• **Set exercise**
Reproduce all of the records below, changing every occurrence of "sample body" to "example body" and leaving everything else as it is. Omit the pictures from your output.

• **Material provided**
## Begin

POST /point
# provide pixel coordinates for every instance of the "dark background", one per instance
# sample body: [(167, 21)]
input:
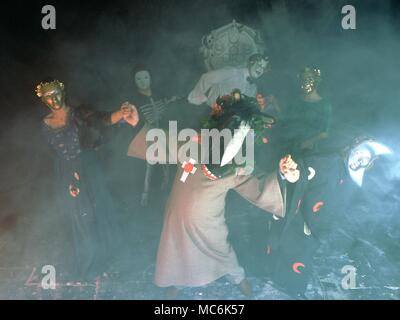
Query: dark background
[(95, 46)]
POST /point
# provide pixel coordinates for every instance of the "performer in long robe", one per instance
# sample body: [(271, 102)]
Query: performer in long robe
[(152, 112), (194, 249), (218, 83), (74, 133), (294, 239)]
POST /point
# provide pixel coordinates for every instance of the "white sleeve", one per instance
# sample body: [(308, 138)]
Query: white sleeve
[(198, 94)]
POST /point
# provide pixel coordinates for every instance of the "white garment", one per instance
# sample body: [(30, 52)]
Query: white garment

## End

• **Output of the task**
POST /point
# provide pixel coordinates for every instance of the "dark background", one per instance
# example body: [(167, 21)]
input:
Query: dark background
[(95, 46)]
POST /point
# provide pixel coordinates for every instance of the "performer in long robe", one per instance
# example body: [(271, 102)]
Query: performer in long robe
[(152, 112), (194, 249), (218, 83), (74, 133), (294, 239)]
POST /point
# provide pixel coordinates for every instance of the "white sleeve", one per instance
# example body: [(308, 138)]
Query: white sleeve
[(198, 94)]
POST /point
# provide pixel coordinates for every instance of the "white garment", one per instance
# example body: [(30, 52)]
Query: white garment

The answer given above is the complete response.